掲載本文:
テルチの砂糖菓子の家

クトナー・ホラからブラチスラヴァへ向かう途中、
テルチという3つの池に囲まれた小さな町に立ち寄った。
陽が沈みかけた薄暗い時間に駅へ着くと、
どんよりとした雲が空を覆い尽くしていた。


旧市街へ向かって歩いていると、雨がぱらぱらと降ってきた。
雨の日の野宿は寒くて辛過ぎるので、この日ばかりは宿を取ることにした。
しかし、どこの宿も空き部屋がなく、重い荷物を引きずって探しまわった。
町の端にある高そうな宿で、思い切って安宿を尋ねると、
親切な宿のお姉さんが「内緒で安くしてあげる」と言って、
随分とまけてくれたので即決した。
しかも、通された部屋は驚くことにロフト付きの4人部屋。
いつも宿のない自分たちに分けてあげたいと思うほど贅沢な部屋だった。


荷物を置いて、夜雨のなかレストランを探しに旧市街へと向かう。

課題文 A: 本文に登場する地名をすべて、出てくる順に挙げよ。

処理対象行:
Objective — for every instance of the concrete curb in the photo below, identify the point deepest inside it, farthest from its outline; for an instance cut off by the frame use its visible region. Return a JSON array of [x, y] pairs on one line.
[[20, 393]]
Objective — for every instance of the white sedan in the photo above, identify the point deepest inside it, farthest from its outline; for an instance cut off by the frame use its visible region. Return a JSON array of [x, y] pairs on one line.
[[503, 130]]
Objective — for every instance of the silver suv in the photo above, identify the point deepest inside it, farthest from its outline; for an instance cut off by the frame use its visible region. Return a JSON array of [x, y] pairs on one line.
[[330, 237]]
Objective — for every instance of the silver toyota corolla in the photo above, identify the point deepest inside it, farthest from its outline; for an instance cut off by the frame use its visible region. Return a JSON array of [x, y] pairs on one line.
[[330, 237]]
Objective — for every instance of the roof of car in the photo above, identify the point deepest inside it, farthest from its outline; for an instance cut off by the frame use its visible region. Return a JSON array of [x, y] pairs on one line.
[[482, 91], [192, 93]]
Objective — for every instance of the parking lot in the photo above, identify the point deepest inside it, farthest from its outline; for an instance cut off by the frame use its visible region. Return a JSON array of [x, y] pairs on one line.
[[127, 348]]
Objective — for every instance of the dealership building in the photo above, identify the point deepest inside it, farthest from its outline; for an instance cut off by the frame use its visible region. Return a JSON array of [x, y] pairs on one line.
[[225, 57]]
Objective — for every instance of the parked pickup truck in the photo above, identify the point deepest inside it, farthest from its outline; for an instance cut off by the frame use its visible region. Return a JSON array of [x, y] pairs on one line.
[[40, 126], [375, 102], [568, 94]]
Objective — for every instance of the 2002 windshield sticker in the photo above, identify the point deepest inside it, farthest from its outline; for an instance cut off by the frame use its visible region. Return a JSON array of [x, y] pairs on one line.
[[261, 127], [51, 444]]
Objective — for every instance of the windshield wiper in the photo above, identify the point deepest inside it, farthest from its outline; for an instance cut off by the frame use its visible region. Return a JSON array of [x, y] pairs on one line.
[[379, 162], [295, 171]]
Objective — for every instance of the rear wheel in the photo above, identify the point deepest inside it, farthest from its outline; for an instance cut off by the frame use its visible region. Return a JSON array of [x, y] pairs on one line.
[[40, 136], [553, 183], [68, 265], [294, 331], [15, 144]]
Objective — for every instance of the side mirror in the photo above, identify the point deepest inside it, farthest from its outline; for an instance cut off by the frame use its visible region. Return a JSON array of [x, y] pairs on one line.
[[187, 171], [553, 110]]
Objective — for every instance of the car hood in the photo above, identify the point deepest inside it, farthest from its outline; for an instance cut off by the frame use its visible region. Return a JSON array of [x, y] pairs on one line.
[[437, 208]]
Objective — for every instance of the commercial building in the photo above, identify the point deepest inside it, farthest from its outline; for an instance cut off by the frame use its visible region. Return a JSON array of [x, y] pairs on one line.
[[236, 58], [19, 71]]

課題文 B: 上の行のうち、「Objective — for every instance of the rear」を含む行から「[[40, 136], [553, 183], [68, 265], [294, 331], [15, 144]]」を含む行までを、両端を含めて2列のCSVに変換せよ。列名は prompt と target とし、対になる2行ごとにCSVの1行として、前の行の文面を prompt、後の行の文面を target に、それぞれ引用符で囲んだ1フィールドとして入れ、改行は空白に置き換えること。

回答全文 A: クトナー・ホラ、ブラチスラヴァ、テルチ

回答全文 B:
prompt,target
"Objective — for every instance of the rear wheel in the photo above, identify the point deepest inside it, farthest from its outline; for an instance cut off by the frame use its visible region. Return a JSON array of [x, y] pairs on one line.","[[40, 136], [553, 183], [68, 265], [294, 331], [15, 144]]"